§ **WORK TO BE COMPLETED**
Repeat word for word the stretch of the deferred benefits passage from "If, after the" through "Election Forms.".
╭─ TEXT SECTION
If a Participant Terminates as a result of disability, Deferred
Benefits will be paid to such Participant in installment payments
over a period of 10 years commencing on the date the Participant's
disability is certified by the Committee unless the Committee, in
its sole discretion, approves a longer or shorter payment period.
If, after the Participant's Termination as a result of disability,
such Participant recovers before the balance of the Participant's
Deferred Cash and Deferred Stock Accounts under the Plan are
exhausted, the Participant's distributions will be discontinued and
any remaining Deferred Benefits under the Plan will be governed by
the provisions of this section and the Participant's Distribution
Election Forms.
Unless otherwise specified in a Participant's Distribution Election
Form, any lump sum payment will be paid or installment payments
will begin to be paid on the February 15 of the year after the
Participant's sixty-fifth birthday or on the February 15 of the
year after the Participant's Termination, if earlier. For
distributions that would automatically be caused under the
preceding sentence by a Participant's Termination (other than by
death or disability) or for distributions that would otherwise
automatically begin because a Participant reaches age sixty-five,
the Participant may elect on his Distribution Election Form that
payments are to begin
(i) on the February 15 following the Participant's
Termination, without regard to the Participant's age; or
(ii) on the February 15 following the Participant's
Termination and the Participant's attainment of a specified age; or
(iii) even if the Participant does not Terminate, on the
February 15 following attainment of a specified age.
╰─
╭─ INFORMATION PROVIDED
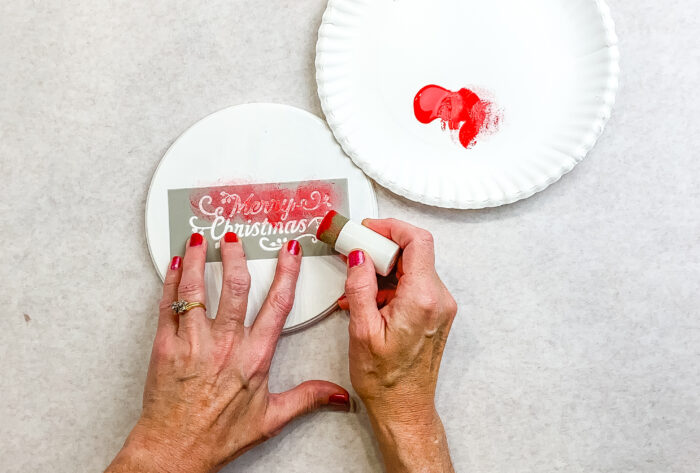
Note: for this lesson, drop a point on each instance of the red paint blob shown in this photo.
(462, 110)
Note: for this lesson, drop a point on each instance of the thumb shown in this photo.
(361, 293)
(303, 399)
╰─
§ **TASK SOLUTION**
If, after the Participant's Termination as a result of disability,
such Participant recovers before the balance of the Participant's
Deferred Cash and Deferred Stock Accounts under the Plan are
exhausted, the Participant's distributions will be discontinued and
any remaining Deferred Benefits under the Plan will be governed by
the provisions of this section and the Participant's Distribution
Election Forms.